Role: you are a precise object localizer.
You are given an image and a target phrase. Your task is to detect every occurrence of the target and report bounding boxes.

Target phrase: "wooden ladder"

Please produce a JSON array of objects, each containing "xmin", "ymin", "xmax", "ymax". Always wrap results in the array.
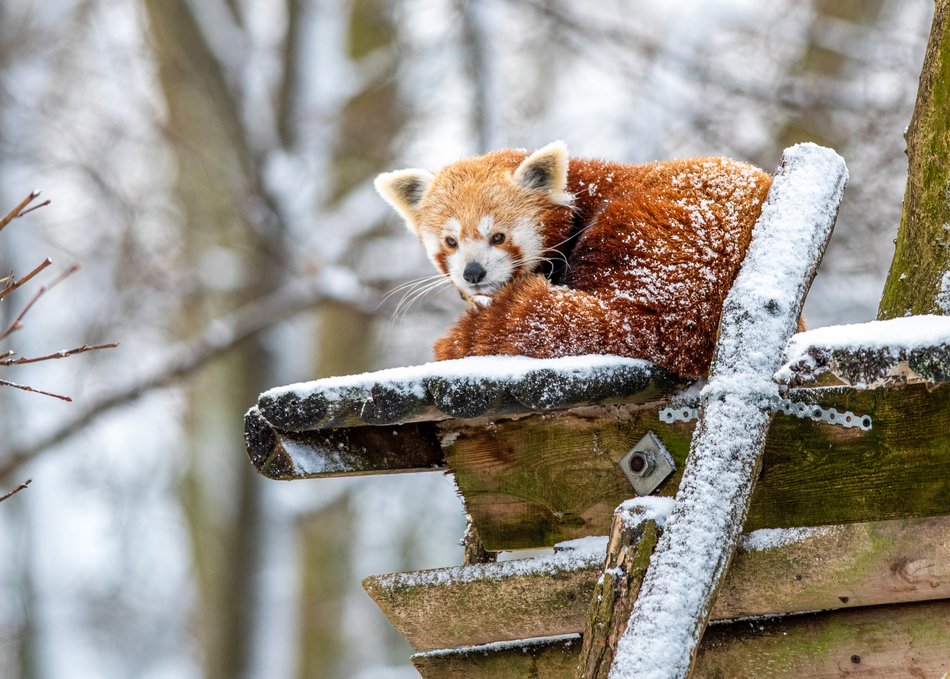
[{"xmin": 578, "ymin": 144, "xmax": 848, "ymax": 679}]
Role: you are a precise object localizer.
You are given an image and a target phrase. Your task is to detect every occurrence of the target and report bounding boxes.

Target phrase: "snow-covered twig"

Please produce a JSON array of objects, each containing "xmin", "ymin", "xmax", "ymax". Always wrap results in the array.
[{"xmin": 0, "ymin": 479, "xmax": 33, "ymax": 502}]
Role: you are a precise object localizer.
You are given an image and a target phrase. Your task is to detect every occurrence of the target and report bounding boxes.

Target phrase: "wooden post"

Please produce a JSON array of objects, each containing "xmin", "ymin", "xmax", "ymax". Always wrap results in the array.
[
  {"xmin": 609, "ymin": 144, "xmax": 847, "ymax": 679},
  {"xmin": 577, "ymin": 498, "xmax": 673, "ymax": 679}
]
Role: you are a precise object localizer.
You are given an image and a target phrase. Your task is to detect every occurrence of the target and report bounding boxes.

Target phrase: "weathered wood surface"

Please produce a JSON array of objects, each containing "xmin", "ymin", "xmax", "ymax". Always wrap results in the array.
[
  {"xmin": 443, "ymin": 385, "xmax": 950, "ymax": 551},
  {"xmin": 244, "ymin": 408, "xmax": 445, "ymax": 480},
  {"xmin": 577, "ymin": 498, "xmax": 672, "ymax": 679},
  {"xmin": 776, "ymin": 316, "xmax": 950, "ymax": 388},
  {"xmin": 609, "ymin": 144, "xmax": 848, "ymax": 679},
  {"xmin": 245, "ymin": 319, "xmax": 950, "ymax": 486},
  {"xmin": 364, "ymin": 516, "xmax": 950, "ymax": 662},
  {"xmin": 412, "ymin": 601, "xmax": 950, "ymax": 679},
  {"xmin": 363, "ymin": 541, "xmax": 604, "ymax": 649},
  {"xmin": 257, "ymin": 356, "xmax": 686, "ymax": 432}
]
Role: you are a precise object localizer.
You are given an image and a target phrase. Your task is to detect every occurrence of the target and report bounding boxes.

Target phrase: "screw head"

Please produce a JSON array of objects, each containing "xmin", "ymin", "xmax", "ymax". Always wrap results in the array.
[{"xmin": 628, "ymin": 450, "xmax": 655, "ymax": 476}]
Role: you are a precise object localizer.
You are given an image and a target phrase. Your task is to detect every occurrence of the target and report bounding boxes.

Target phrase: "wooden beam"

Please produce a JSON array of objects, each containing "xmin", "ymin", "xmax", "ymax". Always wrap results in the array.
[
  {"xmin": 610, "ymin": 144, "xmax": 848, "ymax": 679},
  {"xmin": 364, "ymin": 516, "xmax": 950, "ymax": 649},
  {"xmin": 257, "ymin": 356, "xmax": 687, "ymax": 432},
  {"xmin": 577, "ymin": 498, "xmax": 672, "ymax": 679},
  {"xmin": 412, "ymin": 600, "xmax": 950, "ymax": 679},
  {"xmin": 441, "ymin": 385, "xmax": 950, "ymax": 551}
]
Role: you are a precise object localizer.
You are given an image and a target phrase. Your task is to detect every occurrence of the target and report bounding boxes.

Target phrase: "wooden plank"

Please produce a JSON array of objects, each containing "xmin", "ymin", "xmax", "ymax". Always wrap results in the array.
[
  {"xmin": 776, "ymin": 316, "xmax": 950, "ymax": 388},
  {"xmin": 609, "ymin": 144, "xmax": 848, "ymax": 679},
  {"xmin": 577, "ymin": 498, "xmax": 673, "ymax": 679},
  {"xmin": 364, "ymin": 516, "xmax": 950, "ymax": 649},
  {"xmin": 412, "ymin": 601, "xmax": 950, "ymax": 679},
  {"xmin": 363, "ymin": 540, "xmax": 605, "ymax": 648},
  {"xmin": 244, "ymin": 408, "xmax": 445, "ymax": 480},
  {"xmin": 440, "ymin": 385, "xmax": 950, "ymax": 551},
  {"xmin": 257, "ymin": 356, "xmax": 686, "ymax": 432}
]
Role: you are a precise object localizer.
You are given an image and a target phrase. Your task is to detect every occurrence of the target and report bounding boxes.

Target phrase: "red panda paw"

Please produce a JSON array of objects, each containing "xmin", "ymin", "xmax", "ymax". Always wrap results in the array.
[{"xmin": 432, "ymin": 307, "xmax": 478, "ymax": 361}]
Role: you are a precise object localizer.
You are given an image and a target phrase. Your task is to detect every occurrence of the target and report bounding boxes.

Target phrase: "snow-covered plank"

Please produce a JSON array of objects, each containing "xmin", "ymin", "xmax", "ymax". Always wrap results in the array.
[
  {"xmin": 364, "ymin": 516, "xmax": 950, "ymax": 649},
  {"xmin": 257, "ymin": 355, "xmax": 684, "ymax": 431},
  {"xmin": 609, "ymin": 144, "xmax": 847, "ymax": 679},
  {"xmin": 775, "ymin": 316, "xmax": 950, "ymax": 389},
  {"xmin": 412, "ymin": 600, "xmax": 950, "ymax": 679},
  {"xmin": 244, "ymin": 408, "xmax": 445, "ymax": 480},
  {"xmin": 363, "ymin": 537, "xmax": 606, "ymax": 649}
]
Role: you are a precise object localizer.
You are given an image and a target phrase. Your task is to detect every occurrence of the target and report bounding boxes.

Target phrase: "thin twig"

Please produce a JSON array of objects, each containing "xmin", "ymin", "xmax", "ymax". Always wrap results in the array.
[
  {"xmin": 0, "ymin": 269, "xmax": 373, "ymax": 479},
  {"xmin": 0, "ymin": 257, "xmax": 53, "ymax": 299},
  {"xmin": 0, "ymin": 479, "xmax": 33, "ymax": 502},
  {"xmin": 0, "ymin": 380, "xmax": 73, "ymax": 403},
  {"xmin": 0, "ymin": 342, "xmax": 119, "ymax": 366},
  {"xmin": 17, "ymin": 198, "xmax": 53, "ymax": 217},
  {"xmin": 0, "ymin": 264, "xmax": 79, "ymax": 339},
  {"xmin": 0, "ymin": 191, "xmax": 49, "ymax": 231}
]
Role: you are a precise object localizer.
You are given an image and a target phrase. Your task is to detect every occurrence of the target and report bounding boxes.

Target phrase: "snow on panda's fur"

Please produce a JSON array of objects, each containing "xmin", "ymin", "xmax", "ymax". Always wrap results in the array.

##########

Which lines in the material above contain the string "covered"? Show each of them in full, matching case exactly.

(EXERCISE SOLUTION):
Target phrase: "snow-covered twig"
Target phrase: "snow-covered plank"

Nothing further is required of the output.